Data to process >>
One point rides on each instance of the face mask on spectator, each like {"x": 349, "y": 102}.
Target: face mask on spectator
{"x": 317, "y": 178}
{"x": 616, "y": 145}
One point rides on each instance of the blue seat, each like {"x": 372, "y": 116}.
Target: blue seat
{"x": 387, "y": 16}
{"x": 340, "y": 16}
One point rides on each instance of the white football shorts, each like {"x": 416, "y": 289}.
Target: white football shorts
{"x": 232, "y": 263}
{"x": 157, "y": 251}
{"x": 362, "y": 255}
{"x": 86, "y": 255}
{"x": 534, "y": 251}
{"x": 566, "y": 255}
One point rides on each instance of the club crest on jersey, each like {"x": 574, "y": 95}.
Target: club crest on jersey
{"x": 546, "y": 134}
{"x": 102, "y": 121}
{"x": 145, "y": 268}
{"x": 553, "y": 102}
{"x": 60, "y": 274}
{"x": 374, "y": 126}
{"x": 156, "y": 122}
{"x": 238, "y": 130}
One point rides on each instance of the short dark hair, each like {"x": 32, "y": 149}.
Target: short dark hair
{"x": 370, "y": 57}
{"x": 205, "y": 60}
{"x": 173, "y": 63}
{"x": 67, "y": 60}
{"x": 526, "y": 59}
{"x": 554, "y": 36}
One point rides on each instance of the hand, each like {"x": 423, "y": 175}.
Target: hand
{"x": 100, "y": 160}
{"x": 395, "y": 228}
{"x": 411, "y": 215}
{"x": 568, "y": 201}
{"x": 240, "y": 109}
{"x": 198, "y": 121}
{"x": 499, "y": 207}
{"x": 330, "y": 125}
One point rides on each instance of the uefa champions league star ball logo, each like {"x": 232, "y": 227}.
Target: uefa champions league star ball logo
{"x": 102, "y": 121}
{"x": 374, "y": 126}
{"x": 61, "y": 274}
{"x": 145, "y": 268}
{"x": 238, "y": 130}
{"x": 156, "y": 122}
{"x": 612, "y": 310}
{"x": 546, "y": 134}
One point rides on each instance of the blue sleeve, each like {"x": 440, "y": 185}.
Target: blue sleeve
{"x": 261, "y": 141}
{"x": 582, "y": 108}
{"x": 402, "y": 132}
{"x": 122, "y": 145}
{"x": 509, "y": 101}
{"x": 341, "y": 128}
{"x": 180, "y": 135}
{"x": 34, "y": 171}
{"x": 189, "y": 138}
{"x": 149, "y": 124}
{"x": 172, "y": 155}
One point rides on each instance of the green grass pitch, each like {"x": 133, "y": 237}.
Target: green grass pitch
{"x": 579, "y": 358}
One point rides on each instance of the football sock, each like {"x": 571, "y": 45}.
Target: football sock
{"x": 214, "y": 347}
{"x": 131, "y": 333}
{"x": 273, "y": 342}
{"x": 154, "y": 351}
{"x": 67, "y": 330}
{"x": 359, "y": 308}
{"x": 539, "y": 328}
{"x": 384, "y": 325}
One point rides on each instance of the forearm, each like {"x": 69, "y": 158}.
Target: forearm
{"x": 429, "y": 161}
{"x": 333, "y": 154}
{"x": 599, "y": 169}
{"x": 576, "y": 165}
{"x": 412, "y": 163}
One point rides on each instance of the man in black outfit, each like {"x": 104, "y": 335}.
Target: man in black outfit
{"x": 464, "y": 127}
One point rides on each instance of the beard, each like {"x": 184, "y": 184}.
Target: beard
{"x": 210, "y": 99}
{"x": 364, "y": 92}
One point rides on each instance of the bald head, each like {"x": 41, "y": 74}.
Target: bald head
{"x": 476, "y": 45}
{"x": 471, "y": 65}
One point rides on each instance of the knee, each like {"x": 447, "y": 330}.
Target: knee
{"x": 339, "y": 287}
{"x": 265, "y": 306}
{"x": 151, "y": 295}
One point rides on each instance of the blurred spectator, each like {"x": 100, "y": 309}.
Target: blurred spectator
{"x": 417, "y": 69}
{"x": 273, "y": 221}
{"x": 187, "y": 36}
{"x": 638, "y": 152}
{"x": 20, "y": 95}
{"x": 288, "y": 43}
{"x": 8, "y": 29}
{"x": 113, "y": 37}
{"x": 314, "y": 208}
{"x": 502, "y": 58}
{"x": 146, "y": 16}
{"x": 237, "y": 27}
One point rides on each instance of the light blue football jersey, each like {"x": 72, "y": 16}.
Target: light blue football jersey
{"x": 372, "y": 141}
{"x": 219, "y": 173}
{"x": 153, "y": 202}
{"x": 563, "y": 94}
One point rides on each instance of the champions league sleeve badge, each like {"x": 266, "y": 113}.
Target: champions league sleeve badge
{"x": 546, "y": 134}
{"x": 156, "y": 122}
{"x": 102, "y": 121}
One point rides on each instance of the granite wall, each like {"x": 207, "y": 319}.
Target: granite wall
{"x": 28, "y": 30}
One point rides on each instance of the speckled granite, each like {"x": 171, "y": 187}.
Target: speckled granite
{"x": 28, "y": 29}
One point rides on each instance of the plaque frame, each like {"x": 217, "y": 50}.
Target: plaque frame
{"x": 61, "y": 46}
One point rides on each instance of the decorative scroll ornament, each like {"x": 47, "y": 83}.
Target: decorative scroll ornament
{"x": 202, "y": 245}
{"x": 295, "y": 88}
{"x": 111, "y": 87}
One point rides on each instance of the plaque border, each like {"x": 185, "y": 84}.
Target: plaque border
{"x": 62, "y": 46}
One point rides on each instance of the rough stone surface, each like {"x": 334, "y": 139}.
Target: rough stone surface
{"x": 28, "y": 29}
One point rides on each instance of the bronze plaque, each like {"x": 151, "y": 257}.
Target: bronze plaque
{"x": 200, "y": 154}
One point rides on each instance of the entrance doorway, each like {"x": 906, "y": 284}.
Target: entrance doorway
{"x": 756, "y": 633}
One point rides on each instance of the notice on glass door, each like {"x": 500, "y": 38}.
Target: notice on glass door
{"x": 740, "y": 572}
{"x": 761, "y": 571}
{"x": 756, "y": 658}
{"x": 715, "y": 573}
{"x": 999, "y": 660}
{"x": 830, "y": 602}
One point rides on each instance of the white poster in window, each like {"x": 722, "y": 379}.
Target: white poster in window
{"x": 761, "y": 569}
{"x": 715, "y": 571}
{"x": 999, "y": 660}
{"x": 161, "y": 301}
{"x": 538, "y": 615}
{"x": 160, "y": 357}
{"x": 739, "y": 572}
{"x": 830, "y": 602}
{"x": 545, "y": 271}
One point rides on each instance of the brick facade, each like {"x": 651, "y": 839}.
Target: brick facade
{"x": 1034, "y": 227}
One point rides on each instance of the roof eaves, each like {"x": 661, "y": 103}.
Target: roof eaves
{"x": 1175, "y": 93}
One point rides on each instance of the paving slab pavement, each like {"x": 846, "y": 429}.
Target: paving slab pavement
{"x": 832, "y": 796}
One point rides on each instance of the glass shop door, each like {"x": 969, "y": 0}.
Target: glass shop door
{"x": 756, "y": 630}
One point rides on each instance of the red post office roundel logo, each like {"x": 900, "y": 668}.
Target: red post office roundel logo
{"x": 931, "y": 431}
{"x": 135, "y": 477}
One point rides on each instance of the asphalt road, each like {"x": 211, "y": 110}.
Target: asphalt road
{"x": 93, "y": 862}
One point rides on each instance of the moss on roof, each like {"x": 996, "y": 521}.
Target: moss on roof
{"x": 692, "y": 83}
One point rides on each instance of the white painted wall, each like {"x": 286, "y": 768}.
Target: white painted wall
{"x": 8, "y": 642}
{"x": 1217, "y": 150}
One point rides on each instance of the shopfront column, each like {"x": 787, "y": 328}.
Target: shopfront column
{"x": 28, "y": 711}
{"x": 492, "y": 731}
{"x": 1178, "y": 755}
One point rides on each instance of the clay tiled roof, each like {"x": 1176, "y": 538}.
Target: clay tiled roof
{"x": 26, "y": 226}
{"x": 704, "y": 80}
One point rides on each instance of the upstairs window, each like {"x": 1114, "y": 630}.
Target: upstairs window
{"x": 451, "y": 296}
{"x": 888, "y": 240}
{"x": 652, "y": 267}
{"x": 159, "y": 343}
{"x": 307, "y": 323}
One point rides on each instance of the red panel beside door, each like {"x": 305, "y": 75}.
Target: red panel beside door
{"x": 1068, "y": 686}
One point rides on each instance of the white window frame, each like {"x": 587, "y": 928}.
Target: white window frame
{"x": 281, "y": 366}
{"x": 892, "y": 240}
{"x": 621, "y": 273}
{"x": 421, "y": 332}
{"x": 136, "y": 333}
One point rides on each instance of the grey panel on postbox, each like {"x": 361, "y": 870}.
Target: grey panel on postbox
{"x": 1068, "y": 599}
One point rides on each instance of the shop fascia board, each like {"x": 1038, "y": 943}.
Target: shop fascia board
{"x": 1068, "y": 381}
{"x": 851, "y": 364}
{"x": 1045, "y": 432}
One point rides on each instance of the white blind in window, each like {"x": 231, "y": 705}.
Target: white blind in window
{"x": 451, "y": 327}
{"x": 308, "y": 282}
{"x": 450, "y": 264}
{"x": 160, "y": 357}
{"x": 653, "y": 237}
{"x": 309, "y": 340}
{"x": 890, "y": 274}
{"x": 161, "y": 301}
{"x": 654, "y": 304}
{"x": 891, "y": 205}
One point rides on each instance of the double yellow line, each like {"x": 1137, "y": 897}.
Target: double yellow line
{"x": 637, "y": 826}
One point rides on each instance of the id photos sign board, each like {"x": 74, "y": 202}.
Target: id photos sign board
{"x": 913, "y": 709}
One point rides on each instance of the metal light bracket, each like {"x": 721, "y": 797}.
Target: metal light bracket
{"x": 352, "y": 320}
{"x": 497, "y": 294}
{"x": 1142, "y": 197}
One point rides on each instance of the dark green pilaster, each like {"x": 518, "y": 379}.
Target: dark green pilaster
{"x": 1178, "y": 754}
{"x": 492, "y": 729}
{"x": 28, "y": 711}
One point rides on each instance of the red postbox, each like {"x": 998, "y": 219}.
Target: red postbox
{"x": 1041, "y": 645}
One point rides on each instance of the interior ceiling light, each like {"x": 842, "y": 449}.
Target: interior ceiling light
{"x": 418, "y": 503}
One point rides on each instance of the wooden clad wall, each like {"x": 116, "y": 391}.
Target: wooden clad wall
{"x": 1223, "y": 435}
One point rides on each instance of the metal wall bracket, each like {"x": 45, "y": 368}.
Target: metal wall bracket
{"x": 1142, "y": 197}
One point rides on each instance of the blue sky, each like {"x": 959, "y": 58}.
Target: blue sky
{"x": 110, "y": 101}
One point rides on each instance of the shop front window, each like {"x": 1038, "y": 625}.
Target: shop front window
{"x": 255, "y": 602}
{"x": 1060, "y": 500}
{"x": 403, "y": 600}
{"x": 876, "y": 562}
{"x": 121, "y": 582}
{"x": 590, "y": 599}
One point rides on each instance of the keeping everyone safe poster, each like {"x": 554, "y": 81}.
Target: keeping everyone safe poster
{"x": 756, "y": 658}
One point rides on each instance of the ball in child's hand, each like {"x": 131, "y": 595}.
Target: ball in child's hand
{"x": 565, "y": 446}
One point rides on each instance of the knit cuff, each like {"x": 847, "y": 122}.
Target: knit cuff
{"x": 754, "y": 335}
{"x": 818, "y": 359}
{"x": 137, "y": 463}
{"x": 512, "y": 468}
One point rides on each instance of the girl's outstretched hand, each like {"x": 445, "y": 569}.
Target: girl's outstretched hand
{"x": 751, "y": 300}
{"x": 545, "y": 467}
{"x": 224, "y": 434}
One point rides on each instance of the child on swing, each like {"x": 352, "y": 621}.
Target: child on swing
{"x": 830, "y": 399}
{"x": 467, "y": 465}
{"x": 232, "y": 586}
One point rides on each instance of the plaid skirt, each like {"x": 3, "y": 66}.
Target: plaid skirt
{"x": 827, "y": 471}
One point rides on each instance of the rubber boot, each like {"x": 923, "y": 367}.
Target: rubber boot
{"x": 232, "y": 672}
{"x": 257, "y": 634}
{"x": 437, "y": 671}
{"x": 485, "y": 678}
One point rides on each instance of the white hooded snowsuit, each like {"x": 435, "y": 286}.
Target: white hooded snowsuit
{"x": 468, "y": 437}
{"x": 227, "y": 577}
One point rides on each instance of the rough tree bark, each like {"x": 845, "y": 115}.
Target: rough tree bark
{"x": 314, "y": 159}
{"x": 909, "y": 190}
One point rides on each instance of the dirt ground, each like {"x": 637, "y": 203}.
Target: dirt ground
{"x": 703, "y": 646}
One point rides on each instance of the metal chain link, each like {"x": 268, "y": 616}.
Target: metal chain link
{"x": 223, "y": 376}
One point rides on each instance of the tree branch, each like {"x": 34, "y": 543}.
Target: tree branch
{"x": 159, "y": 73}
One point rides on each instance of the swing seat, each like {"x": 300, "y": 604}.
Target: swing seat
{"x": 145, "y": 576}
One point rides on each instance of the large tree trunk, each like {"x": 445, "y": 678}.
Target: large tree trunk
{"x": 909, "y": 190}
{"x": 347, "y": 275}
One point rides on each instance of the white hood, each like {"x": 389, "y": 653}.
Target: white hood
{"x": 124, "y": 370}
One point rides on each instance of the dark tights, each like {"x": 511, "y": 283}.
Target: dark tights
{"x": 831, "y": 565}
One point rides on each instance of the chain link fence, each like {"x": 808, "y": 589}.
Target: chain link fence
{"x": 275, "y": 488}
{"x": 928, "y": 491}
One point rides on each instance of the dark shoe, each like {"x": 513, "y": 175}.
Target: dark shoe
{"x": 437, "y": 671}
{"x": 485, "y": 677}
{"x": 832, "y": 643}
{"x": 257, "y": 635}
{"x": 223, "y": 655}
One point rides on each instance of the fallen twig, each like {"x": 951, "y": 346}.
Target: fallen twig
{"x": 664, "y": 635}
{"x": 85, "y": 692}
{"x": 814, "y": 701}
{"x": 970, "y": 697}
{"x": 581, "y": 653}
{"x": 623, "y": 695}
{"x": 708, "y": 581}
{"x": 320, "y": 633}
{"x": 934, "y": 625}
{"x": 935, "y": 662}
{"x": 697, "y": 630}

Short exercise >> Set down, word for word, every line from the line that holds "One point rides on each instance of the dark shoe, each" to the end of the entries above, including both ends.

The reply >>
One point rides on each instance of the dark shoe, each like {"x": 513, "y": 175}.
Target: dark shoe
{"x": 437, "y": 671}
{"x": 485, "y": 677}
{"x": 832, "y": 643}
{"x": 257, "y": 635}
{"x": 223, "y": 655}
One point rides on each instance of the fallen twig, each like {"x": 951, "y": 346}.
Target: fallen twig
{"x": 664, "y": 635}
{"x": 85, "y": 692}
{"x": 814, "y": 701}
{"x": 970, "y": 697}
{"x": 581, "y": 653}
{"x": 623, "y": 695}
{"x": 708, "y": 581}
{"x": 320, "y": 633}
{"x": 934, "y": 625}
{"x": 935, "y": 662}
{"x": 697, "y": 630}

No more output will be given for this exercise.